At Oak Ridge this week, Xu outlined a roadmap that shows that China is further along than any other advanced reactor R&D program in the world. China, which still gets nearly three-quarters of its electricity from burning coal, is racing to develop low-carbon energy sources, including both conventional nuclear plants and advanced systems such as molten-salt reactors. The largest emitter of greenhouse gases in the world, China aims to more than double its nuclear capacity by 2020, according to the World Nuclear Association.
Xu detailed a multi-stage plan to build demonstration reactors in the next five years and deploy them commercially beginning around 2030. The institute plans to build a 10-megawatt prototype reactor, using solid fuel, by 2020, along with a two-megawatt liquid-fuel machine that will demonstrate the thorium-uranium fuel cycle. (Thorium, which is not fissile, is converted inside a reactor into a fissile isotope of uranium that produces energy and sustains the nuclear reaction.)

Task instructions
a - Update the passage on China's reactor plans, starting at "Xu detailed a" and ending at "the nuclear reaction.)", so that "prototype" is replaced with "pilot".
b - In the passage on China's reactor plans, around what year is commercial deployment of the demonstration reactors expected to begin?

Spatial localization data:
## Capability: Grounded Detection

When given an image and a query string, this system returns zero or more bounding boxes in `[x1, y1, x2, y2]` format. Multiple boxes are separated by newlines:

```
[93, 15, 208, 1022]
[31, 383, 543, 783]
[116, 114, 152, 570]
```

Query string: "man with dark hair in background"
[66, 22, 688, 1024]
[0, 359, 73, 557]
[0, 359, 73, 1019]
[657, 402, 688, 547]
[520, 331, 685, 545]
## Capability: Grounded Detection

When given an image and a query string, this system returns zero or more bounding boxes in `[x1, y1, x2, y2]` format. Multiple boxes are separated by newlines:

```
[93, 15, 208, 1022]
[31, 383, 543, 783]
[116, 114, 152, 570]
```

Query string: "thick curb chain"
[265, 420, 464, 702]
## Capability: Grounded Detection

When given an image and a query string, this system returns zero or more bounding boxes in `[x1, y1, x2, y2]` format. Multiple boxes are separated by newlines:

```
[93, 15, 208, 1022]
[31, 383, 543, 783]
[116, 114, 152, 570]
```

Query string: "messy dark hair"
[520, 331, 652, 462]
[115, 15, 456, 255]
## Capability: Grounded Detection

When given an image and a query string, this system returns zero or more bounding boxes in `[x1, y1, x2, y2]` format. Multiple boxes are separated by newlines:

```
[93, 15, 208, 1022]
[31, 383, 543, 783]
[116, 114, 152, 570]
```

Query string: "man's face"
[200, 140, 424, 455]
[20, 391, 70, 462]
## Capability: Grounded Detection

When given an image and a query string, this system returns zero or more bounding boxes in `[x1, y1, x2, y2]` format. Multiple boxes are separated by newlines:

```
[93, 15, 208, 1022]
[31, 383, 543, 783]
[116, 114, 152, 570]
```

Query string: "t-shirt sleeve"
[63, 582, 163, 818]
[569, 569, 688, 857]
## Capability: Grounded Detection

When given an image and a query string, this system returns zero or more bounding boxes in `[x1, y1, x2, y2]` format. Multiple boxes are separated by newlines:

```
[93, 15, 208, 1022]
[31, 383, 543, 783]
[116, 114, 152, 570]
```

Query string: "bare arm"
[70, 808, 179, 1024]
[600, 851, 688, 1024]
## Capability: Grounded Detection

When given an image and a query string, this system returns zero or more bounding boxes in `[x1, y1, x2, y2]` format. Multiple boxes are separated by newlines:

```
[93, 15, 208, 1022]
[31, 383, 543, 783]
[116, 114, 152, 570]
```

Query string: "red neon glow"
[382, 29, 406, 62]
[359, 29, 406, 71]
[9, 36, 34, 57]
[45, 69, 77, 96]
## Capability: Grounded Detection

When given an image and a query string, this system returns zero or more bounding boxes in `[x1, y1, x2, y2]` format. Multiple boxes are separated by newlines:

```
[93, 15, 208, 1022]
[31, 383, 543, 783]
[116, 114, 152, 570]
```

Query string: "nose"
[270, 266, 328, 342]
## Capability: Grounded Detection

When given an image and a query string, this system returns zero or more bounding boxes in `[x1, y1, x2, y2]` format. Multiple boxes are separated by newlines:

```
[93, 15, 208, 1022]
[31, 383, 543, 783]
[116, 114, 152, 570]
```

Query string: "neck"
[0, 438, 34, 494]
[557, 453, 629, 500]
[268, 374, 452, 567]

Outputs for the tasks
a -
Xu detailed a multi-stage plan to build demonstration reactors in the next five years and deploy them commercially beginning around 2030. The institute plans to build a 10-megawatt pilot reactor, using solid fuel, by 2020, along with a two-megawatt liquid-fuel machine that will demonstrate the thorium-uranium fuel cycle. (Thorium, which is not fissile, is converted inside a reactor into a fissile isotope of uranium that produces energy and sustains the nuclear reaction.)

b - Around 2030.